EXTRACTED TEXT —
-- Start --
Explore the communal act of short story writing in this six-week course with award-winning author Emma Hislop (Kāi Tahu), learning how to deepen your connection to craft and each other and find new ways to approach short fiction writing.

Thursdays 7.30pm – 9.30pm (NZDT)
24 October – 5 December 2024 

$620 / $527 alumni


This is a past course.

For both emerging and experienced short story writers, this course is based in the idea that writing is best done within community. You will use your relationships with each other and with the works of accomplished writers to energise your writing and disrupt the stock-standard writing process. You will learn and share skills and techniques to elevate and complicate your story, with the aim to complete a draft of a short story within the course before entering into a process of revision.

In this relational and conversational learning environment, all participants – including tutor Emma Hislop – will engage in dialogue with each other to learn how to identify and fix problems in their writing. You will learn from each other’s stories, noting the use of language, diction, plot, characters, style and structure. Workshops and writing exercises will be designed for you to bring out your own voice and free yourself from the binds of tyrannical power structures.
-- End --
INSTRUCTIONS —
A) Condense the paragraph of the course description that begins "For both emerging and experienced short story writers" into a short bulleted list that keeps its main facts.
B) Write the next part of the short story course description, picking up after its final sentence.

RECORD EXTRACTS —
-- Start --
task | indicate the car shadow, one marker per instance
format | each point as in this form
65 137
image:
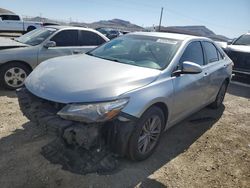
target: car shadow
173 142
239 90
7 93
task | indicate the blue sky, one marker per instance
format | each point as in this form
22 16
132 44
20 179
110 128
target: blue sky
227 17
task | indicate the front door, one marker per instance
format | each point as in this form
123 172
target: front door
190 89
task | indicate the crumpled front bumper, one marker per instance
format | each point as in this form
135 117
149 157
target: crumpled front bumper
114 134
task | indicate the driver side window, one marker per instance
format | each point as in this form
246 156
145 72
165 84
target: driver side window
66 38
193 53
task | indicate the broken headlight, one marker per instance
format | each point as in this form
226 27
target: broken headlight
95 112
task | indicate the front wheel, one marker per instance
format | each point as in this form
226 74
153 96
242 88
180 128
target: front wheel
147 134
12 75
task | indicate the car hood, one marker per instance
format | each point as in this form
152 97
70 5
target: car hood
84 78
239 48
6 43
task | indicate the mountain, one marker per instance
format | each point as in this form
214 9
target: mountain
195 30
116 24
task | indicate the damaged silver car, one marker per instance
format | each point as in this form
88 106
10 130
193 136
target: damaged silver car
125 93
-- End --
RESPONSES IN ORDER —
A)
- Open to both emerging and experienced short story writers
- Built on the idea that writing is best done within community
- Uses participants' relationships with each other and with the work of accomplished writers to energize their writing and disrupt the stock-standard writing process
- Participants learn and share skills and techniques to elevate and complicate their stories
- Goal: complete a draft of a short story during the course, then begin revising it

B)
This course is designed for literary short fiction writers who want to learn how to write from a place of connection to themselves and to others and to learn in a collaborative, reciprocal environment. This is not about writing the ‘perfect’ story, but learning new ways to generate ideas and write inventive and moving stories that challenge the status quo.

Short Stories: Disrupting the Process also includes a copy-edit on a short story of up to 3000 words by our Editor-in-Residence following the conclusion of the course. This is the perfect opportunity to polish a story to the highest level before submitting for publication at a literary journal or short story competition.

Your course includes:

  • 6 weeks of 2-hour evening tutorials
  • A complimentary copy of a recent A&U publication
  • A copy-edit on a short story of up to 3000 words
  • On completion of the course, alumni discounts on future Faber Writing Academy courses and books from the Allen & Unwin Website

Please note this course will be delivered online and all times refer to New Zealand Daylights Savings. Students from both Aotearoa (New Zealand) and Australia are welcome to register.


Writers you'll be working with:

Emma Hislop

Emma Hislop (Kāi Tahu) is a writer from New Zealand. Her first book of short fiction, Ruin and Other Stories, was published in March 2023 with Te Herenga Waka University Press. She has an MA with Distinction from the International Institute of Modern Letters. In 2023 she was awarded the Michael King International Residency at Varuna…

Course outline

Session 1: Thursday 24 October

Establishing relationships + introduction to short stories + generating ideas + exploring plot.

In this generative workshop, we will begin by considering texts that function as a series of floating scenes. We will explore the power of words and ideas, fragmentation, and liminal space. What happens in the space between truth and fiction when we use our imagination?  We will work on our own short stories in response to prompts, building towards a first draft from a series of short, intense moments.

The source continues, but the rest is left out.